==== Texto seleccionado

EL DIOS DE LOS PROFETAS

CONTRA UNA IMAGEN "LIGHT" DEL DIOS CRISTIANO

JOSE L. SICRE

La obsesión por Dios

Antes de entrar en cualquier tipo de imagen que los profetas o Jesús (el profeta definitivo) puedan tener de Dios lo primero que llama la atención es la importancia capital que adquiere en su vida. La mayoría de los cristianos tenemos a Dios como una realidad más entre otras muchas un objeto que sacamos del cajón especialmente los domingos. Incluso los menos teleadictos es posible que dediquen más tiempo semanal a ver programas de televisión que a ponerse en contacto con el Padre. Y aunque la palabra Dios es quizá una de las que más pronunciamos es probable que se repita en nosotros lo que ya denunciaba Isaías: Este pueblo me honra con los labios pero su corazón está lejos de mí (Is 29,13). En Jesús y los profetas no ocurre esto. Dios es la atmósfera en la que se mueven de la que respiran. Mi alimento es cumplir el designio del que me envió y llevar a cabo su obra (Jn 4, 34). Por eso la oración de Jesús está inundada de esa obsesión por Dios.

Y el mayor sufrimiento para él y para los profetas consiste en ver cómo domina el mundo el olvido de Dios y la indiferencia ante El. Para no multiplicar citas innecesarias basta recordar que la primera petición del Padrenuestro, "santificado sea tu nombre" (o "proclámese que tú eres santo", como traduce la Nueva Biblia Española), aspira a que todo el mundo reconozca y cante la santidad de Dios. Evoca la visión de Isaías (c.6), donde los serafines proclaman el "Santo, Santo, Santo". Al canto de los serafines se oponen las infinitas melodías que acompañan nuestra vida: cantos al prestigio personal, la ambición de dominio, el poder, la faena, el dinero, el progreso, la cultura.... realidades que absolutizamos y que terminan haciéndonos olvidar al único digno de ser cantado y tenido en cuenta.

Seriedad con Dios

D/TREMENDO-FASCINANTE: Hace años, un obispo anglicano, Robinson, escribió un famoso libro que se tradujo al castellano con el titulo "Sincero para con Dios". (Propiamente, Honest to God significa "con toda sinceridad"). Parafraseando ese titulo, diría que una consecuencia inevitable de lo anterior es la seriedad con que Jesús y los profetas se toman a Dios. Los bandazos inevitables de la historia han hecho que pasemos del Dios justiciero, casi cruel, del que nos hablaban cuando niños (menos mal que estaba la Virgen para salvarnos a última hora), a un Dios blandengue, archicomprensivo, que todo lo acepta y perdona. Pienso que esta segunda imagen se acerca más a la realidad que la primera. Pero tampoco se adecúa plenamente a lo que dicen los profetas y Jesús. Basta leer la visión inaugural de Isaías (Is 6) o de Ezequiel (Ez 1-3), o los relatos de vocación de Amós, Oseas, Jeremías, igual que cualquier página del evangelio, para advertir que ellos se mueven en esa dialéctica de la que hablaba Rudolph Otto entre lo "tremendo" y lo "fascinante". El Dios de los profetas y de Jesús atrae, fascina, conmueve con su bondad, capacidad de perdón, su infinita acogida de los pecadores y débiles. Pero es también un Dios "tremendo", sobrecogedor, que no admite que tomemos a broma sus mayores deseos e intereses. Por eso, aunque nos moleste, todos ellos hablan a menudo del castigo, de la posibilidad de ser condenados.

========

** Trabajo por hacer **
**a)** Transcribe tal cual el pasaje del texto sobre el Dios de los profetas desde "Y el mayor sufrimiento" hasta "tenido en cuenta.".
**b)** Prosigue el texto sobre el Dios de los profetas a partir de su última frase.

==== Contenido del conjunto

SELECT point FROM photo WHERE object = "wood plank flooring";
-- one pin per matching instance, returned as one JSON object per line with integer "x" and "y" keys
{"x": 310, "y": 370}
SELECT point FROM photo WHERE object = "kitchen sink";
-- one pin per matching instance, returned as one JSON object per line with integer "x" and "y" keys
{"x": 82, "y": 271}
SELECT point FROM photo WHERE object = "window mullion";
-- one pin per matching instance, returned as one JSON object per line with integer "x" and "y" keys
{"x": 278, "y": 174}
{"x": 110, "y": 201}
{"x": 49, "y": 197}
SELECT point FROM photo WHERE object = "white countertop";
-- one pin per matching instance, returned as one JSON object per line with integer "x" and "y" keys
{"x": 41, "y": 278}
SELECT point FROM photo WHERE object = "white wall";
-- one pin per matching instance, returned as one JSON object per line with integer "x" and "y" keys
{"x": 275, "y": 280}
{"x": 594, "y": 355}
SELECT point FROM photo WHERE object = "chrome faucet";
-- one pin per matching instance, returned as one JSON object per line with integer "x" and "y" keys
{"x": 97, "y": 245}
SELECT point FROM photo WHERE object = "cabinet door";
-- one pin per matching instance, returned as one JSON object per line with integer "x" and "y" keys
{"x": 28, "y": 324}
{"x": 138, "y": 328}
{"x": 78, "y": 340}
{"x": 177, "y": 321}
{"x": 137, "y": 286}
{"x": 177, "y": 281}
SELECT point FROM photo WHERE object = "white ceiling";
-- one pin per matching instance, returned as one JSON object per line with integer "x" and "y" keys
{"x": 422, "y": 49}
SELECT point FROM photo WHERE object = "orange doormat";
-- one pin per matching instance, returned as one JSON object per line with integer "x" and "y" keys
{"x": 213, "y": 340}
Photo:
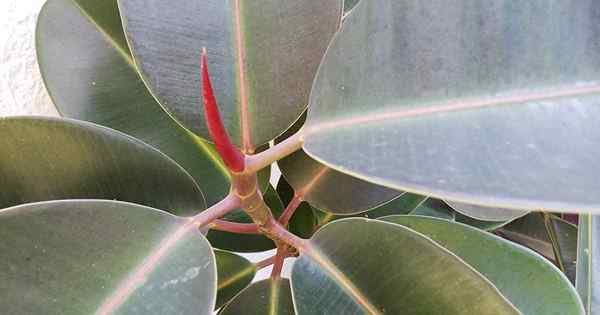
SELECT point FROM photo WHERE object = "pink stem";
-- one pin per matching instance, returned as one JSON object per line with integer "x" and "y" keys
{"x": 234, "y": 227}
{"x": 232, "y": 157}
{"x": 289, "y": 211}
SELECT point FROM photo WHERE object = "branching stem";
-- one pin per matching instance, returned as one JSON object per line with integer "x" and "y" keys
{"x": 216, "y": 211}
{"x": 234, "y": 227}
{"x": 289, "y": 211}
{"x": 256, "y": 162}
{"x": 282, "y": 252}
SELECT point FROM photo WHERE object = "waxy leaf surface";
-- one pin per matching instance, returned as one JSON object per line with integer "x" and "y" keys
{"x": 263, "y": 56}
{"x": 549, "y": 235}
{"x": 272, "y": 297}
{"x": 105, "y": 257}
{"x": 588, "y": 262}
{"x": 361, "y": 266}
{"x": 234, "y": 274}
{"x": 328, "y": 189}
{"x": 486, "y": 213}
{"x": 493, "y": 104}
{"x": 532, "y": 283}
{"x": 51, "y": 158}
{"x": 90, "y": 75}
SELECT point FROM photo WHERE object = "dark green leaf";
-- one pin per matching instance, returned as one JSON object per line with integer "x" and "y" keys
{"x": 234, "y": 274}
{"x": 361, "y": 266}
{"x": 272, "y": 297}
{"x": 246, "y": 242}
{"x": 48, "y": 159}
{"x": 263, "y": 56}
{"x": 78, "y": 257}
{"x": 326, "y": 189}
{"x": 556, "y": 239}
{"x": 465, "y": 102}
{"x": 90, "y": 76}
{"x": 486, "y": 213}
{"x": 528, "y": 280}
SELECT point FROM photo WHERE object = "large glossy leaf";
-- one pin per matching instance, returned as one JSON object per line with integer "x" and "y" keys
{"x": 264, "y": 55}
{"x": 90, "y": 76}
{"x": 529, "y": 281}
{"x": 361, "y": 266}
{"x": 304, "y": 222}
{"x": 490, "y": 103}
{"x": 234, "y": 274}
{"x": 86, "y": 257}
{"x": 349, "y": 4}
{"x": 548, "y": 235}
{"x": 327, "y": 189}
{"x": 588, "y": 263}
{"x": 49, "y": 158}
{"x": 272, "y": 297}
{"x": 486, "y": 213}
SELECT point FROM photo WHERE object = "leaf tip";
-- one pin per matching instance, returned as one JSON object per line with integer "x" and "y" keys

========
==== Contenido del conjunto

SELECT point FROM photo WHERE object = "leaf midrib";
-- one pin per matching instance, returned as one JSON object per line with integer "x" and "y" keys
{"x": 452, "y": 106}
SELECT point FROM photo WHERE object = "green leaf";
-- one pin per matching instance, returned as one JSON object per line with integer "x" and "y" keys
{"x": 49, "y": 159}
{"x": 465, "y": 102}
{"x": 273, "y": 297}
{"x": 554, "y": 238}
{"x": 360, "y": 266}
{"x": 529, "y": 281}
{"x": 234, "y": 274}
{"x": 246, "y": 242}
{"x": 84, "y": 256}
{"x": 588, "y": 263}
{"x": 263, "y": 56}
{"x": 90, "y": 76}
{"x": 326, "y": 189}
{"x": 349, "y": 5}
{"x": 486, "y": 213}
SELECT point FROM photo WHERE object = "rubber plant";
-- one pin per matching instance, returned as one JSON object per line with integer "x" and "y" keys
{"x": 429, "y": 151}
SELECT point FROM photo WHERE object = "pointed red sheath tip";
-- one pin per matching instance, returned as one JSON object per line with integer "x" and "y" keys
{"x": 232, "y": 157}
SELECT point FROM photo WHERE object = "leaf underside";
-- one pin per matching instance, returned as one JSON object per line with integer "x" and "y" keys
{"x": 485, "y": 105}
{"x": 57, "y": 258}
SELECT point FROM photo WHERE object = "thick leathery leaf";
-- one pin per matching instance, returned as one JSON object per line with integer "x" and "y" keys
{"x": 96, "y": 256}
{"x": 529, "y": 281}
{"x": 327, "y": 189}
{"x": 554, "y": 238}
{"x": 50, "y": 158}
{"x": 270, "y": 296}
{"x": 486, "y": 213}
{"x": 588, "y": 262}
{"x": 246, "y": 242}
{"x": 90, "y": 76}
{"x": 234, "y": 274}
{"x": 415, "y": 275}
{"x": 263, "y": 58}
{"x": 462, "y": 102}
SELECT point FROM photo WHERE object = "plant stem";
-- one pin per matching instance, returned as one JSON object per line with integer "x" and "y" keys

========

** Resultados de las tareas **
**a)**
Y el mayor sufrimiento para él y para los profetas consiste en ver cómo domina el mundo el olvido de Dios y la indiferencia ante El. Para no multiplicar citas innecesarias basta recordar que la primera petición del Padrenuestro, "santificado sea tu nombre" (o "proclámese que tú eres santo", como traduce la Nueva Biblia Española), aspira a que todo el mundo reconozca y cante la santidad de Dios. Evoca la visión de Isaías (c.6), donde los serafines proclaman el "Santo, Santo, Santo". Al canto de los serafines se oponen las infinitas melodías que acompañan nuestra vida: cantos al prestigio personal, la ambición de dominio, el poder, la faena, el dinero, el progreso, la cultura.... realidades que absolutizamos y que terminan haciéndonos olvidar al único digno de ser cantado y tenido en cuenta.

**b)**
Esta conciencia no se basa en teorías, sino en la experiencia personal. Entregarse a Dios y al cumplimiento de su designio es algo tremendamente serio y que puede exigir los mayores sacrificios. Amós lo advirtió al ser arrancado de su tierra y de su profesión para ser enviado a predicar al norte, donde necesariamente tenía que ser mal acogido por el simple hecho de su origen judío. Jeremías se enfrentó con el Dios serio y exigente que no acepta ninguna de sus excusas y lo fuerza a actuar como profeta, incluso después de las tremendas crisis que reflejan las "confesiones". Jesús lo experimentó sobre todo en la oración del huerto, cuando "ofreció oraciones y súplicas, a gritos y con lágrimas, al que podía salvarlo de la muerte" (Hebr 5,7). Y continúa el autor de la Carta a los Hebreos: "Dios lo escuchó, pero después de aquella angustia, Hijo y todo como era". Jesús, a pesar de sus "gritos y lágrimas", estaba preparado para esta hora. Había dicho que "si el grano de trigo no muere, no produce fruto". Sabía de antemano que ese Padre bondadoso y comprensivo iba a exigirle el mayor sacrificio. Y cuando se vive con esta conciencia no se puede proclamar una imagen descafeinada de Dios.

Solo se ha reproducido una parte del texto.